TO BE DONE
Locate the line containing "of the lake" in the material below; repeat it and every line after it, exactly as written.

** START OF SOURCE MATERIAL **

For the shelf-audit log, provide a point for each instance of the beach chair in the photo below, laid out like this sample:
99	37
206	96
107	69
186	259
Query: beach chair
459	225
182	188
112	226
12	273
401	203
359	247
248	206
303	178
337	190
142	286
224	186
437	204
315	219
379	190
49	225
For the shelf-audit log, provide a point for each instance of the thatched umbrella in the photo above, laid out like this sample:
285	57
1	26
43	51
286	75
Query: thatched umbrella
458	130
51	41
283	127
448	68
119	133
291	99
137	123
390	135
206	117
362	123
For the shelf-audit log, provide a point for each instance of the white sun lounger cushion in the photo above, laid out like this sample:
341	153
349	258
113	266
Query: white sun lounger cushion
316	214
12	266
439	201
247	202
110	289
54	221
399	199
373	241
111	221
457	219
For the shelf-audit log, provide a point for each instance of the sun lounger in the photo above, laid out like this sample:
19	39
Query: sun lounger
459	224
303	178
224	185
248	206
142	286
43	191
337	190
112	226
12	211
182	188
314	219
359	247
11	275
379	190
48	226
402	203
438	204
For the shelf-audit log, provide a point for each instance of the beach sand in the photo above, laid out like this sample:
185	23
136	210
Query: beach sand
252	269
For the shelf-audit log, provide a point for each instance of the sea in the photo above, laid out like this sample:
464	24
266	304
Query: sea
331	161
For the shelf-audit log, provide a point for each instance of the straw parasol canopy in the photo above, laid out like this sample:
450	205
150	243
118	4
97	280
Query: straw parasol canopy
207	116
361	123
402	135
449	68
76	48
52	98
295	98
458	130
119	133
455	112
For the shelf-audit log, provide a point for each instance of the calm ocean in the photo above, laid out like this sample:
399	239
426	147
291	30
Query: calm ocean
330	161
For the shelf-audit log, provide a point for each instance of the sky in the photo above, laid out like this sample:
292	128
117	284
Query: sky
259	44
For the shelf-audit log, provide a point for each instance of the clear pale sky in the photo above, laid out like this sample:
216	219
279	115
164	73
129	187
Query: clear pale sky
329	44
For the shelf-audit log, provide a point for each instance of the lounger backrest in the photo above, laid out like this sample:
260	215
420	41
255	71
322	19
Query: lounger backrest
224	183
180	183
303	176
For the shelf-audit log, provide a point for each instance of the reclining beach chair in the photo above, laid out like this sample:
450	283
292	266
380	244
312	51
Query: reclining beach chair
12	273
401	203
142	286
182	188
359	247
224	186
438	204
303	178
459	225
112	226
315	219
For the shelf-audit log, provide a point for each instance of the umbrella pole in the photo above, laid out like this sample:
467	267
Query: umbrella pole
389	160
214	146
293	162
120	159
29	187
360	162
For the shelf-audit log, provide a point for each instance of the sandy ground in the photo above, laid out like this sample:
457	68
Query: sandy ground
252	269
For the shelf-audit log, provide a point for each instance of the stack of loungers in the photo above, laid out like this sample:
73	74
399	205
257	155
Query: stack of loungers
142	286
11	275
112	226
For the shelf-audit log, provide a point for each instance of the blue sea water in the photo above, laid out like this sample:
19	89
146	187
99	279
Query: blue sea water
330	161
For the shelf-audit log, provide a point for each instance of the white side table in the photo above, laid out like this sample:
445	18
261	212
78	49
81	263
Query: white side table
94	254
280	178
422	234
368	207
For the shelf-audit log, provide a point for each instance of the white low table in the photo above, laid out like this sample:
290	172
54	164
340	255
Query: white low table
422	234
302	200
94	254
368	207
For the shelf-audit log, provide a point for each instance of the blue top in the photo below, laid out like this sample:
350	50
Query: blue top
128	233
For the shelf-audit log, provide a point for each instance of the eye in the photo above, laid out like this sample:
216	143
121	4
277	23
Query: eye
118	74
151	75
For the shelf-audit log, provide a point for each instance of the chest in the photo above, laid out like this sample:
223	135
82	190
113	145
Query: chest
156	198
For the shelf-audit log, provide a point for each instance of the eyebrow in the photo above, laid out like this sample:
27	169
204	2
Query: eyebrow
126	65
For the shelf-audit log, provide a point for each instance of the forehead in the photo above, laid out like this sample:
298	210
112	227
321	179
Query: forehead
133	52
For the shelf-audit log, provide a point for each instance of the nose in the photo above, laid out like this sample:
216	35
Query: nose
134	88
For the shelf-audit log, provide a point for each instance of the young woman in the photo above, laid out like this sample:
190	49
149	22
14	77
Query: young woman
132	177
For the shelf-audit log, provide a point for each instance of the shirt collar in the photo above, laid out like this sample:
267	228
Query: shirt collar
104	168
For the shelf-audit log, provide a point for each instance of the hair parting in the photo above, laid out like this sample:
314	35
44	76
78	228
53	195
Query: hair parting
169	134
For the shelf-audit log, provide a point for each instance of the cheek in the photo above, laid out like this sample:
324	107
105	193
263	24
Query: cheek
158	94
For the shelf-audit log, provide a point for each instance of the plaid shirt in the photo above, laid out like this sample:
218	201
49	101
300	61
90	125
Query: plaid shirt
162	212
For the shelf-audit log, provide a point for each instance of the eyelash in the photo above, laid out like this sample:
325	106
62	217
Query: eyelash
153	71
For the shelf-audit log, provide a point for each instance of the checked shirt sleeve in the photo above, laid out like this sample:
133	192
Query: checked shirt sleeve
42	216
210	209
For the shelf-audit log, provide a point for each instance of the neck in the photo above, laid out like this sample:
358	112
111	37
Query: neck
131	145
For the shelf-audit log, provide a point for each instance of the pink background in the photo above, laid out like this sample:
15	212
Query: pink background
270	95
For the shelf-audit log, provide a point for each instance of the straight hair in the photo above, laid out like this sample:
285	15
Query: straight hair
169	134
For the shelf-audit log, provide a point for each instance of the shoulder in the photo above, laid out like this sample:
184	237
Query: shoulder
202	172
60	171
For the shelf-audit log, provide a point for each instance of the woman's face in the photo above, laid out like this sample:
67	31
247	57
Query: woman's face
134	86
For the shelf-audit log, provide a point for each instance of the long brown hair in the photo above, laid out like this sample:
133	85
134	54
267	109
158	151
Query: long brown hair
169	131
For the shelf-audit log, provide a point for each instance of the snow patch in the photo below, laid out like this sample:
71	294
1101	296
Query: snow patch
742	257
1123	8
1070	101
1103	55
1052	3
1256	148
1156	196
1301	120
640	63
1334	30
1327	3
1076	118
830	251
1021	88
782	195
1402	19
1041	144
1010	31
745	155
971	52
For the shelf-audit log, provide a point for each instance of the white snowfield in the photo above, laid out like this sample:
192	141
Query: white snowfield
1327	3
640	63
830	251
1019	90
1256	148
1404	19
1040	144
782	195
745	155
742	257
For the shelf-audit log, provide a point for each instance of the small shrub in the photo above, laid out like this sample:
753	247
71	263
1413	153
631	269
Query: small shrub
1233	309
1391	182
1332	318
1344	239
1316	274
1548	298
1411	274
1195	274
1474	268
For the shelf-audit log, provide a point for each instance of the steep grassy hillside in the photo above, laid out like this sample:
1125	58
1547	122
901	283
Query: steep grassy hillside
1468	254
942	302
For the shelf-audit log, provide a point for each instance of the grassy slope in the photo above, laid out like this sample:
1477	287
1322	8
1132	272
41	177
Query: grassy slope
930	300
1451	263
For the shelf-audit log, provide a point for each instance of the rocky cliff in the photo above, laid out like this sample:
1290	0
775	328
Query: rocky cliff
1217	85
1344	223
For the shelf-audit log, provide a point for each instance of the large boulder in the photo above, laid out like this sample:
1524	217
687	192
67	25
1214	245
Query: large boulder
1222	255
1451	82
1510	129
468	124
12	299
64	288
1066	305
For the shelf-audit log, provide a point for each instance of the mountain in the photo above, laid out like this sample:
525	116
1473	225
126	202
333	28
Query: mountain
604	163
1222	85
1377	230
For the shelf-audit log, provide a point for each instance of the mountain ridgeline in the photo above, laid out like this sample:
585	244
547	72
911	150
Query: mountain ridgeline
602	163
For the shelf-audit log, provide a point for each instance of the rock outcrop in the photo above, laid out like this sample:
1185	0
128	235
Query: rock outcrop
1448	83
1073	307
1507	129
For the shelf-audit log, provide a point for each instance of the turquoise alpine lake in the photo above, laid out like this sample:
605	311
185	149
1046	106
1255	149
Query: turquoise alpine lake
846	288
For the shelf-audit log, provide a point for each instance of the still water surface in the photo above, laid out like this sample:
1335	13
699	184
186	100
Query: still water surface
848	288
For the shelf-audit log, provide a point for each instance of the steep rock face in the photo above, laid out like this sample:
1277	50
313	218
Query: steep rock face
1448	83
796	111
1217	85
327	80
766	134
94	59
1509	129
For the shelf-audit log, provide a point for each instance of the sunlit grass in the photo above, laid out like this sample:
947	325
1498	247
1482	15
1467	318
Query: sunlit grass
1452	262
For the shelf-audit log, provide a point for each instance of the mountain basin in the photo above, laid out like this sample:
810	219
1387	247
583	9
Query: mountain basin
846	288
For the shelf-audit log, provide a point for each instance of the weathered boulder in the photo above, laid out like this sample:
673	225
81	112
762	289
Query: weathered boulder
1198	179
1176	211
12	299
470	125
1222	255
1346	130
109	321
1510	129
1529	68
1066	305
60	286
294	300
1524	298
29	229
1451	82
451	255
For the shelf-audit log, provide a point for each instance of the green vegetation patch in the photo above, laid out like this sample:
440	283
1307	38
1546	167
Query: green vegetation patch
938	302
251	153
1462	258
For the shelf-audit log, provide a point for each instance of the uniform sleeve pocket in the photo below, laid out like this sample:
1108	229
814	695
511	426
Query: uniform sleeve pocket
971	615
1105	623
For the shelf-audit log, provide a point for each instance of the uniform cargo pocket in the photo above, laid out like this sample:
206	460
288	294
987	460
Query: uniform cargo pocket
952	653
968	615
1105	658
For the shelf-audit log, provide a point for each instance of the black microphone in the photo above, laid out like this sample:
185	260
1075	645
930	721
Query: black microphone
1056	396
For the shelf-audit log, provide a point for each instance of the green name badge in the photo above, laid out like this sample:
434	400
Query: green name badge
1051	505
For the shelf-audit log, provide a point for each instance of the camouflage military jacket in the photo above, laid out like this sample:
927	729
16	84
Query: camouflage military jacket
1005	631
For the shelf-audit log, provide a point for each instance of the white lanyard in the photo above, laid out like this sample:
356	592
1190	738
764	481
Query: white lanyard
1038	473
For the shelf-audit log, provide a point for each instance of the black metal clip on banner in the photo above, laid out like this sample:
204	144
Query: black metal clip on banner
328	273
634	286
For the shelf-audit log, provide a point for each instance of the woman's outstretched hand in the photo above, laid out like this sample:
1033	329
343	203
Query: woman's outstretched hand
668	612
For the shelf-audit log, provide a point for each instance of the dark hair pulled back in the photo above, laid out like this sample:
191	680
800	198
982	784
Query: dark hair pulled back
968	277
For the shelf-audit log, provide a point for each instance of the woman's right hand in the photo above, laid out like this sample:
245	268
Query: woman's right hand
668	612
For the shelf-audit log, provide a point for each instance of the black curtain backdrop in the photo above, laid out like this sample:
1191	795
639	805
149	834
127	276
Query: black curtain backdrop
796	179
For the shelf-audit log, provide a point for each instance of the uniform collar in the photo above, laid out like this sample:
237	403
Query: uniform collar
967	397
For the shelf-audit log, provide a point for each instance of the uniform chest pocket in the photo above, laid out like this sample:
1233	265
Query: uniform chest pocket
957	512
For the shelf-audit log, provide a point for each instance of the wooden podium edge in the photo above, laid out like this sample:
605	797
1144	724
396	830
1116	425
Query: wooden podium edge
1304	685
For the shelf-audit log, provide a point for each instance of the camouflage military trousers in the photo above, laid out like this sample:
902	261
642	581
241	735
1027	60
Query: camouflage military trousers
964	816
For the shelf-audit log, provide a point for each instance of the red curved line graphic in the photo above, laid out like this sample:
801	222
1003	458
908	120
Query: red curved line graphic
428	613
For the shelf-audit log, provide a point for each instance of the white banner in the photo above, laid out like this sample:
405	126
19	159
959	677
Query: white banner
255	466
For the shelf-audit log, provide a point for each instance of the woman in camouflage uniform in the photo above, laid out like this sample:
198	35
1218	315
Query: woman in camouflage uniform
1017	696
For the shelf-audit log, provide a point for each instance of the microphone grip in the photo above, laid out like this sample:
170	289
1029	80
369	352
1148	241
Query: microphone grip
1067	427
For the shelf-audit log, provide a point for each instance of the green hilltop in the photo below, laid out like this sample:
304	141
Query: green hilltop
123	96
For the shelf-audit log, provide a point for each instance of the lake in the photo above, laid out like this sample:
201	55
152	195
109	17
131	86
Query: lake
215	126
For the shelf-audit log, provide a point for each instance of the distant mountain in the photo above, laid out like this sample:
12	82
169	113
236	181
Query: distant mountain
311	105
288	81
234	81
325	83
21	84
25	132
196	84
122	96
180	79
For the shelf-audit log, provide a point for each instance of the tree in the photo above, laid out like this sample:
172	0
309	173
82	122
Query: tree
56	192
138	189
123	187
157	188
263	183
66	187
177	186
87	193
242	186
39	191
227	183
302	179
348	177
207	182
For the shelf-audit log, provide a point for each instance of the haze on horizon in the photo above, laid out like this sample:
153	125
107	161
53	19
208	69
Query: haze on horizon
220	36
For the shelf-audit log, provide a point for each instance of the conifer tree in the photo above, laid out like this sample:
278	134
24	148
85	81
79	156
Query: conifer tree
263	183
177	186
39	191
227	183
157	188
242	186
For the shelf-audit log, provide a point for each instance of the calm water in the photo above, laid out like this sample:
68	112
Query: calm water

** END OF SOURCE MATERIAL **

RESULT OF THIS EXERCISE
For the shelf-audit log, provide a point for each instance of the lake in the photo above, laid out like this sample:
201	55
152	195
109	17
131	86
Query: lake
215	126
For the shelf-audit log, provide a point for each instance of the distant mountain in the photo above, laid out like this sample:
12	82
169	113
236	181
Query: distant mountain
311	105
288	81
234	81
325	83
21	84
25	132
196	84
122	96
180	79
For the shelf-audit log, provide a point for each instance of the tree in the photo above, laid out like this sample:
172	0
309	173
82	122
Query: tree
56	192
138	189
123	187
157	188
263	183
66	187
177	186
87	193
242	186
39	191
227	183
302	179
348	177
207	182
For the shelf-audit log, provide a point for each instance of the haze on horizon in the photo above, laid out like this sample:
153	125
107	161
53	19
208	69
Query: haze on horizon
220	36
For the shelf-audit log, provide a point for each instance of the conifer tree in the photo above, laid out like this sample:
278	134
24	148
85	81
79	156
Query: conifer tree
263	183
177	186
39	191
227	183
157	188
242	186
For the shelf-audit log, provide a point for each instance of the calm water in the photo above, laid out like this sample:
68	112
Query: calm water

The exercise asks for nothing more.